▸ EXERCISE DESCRIPTION
Format the entries below as a numbered list, leaving out any blank lines.
— Start of GIVEN RECORDS —
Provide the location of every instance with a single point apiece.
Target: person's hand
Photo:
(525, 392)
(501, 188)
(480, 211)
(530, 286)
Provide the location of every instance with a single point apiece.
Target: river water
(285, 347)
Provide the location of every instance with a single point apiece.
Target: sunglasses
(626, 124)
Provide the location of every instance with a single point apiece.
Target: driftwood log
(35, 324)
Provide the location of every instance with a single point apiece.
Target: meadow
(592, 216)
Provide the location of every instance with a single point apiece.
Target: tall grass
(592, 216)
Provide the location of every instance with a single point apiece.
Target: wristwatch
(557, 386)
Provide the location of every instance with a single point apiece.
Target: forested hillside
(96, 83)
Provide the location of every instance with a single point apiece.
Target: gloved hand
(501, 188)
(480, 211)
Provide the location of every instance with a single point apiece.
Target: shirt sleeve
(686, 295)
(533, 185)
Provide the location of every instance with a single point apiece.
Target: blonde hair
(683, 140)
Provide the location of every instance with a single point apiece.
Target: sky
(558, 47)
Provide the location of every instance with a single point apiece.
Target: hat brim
— End of GIVEN RECORDS —
▸ REPLY
1. Provide the location of every instance with a single point apiece.
2. Target: person's hand
3. Photo:
4. (525, 392)
5. (501, 188)
6. (480, 211)
7. (530, 286)
8. Provide the location of every instance with a single point apiece.
9. Target: river water
10. (285, 347)
11. Provide the location of every instance with a single point apiece.
12. Target: sunglasses
13. (626, 124)
14. Provide the location of every instance with a single point apiece.
15. Target: driftwood log
16. (35, 324)
17. Provide the location of every instance with a single point apiece.
18. Target: meadow
19. (592, 216)
20. Provide the location of every instance with a single point apiece.
21. Target: tall grass
22. (592, 216)
23. Provide the location of every instance with a single point apiece.
24. Target: wristwatch
25. (557, 386)
26. Provide the location of every instance with a single point apiece.
27. Target: forested hillside
28. (96, 83)
29. Provide the location of every instance with a single point apiece.
30. Target: gloved hand
31. (501, 188)
32. (480, 211)
33. Provide the location of every instance with a single point apiece.
34. Target: shirt sleeve
35. (686, 295)
36. (533, 185)
37. Provide the location of every instance with a single point apiece.
38. Target: blonde hair
39. (683, 140)
40. Provide the location of every instance with a single point apiece.
41. Target: sky
42. (558, 47)
43. Provide the location of every instance with a single point apiece.
44. Target: hat brim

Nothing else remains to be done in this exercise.